-- Dataset entries --
---+---
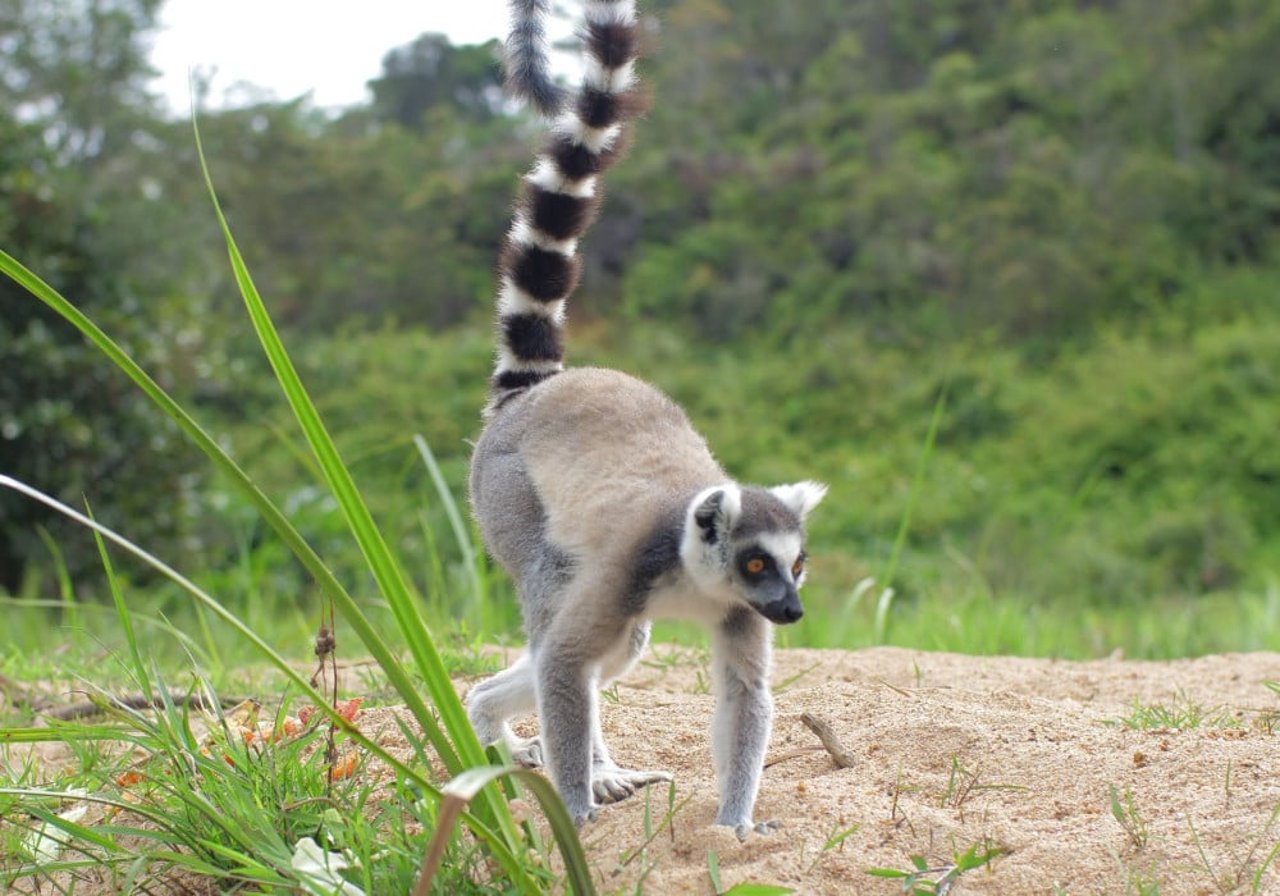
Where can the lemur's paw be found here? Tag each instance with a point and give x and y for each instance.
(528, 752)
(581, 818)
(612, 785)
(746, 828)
---+---
-- Exercise objective --
Before writing out the material above, please remove its pictures; everything else stays exact.

-- Task response --
Where can the lemur's paw be found here? Tag each instance with a point and give x and y for each instance.
(528, 752)
(581, 818)
(612, 785)
(746, 828)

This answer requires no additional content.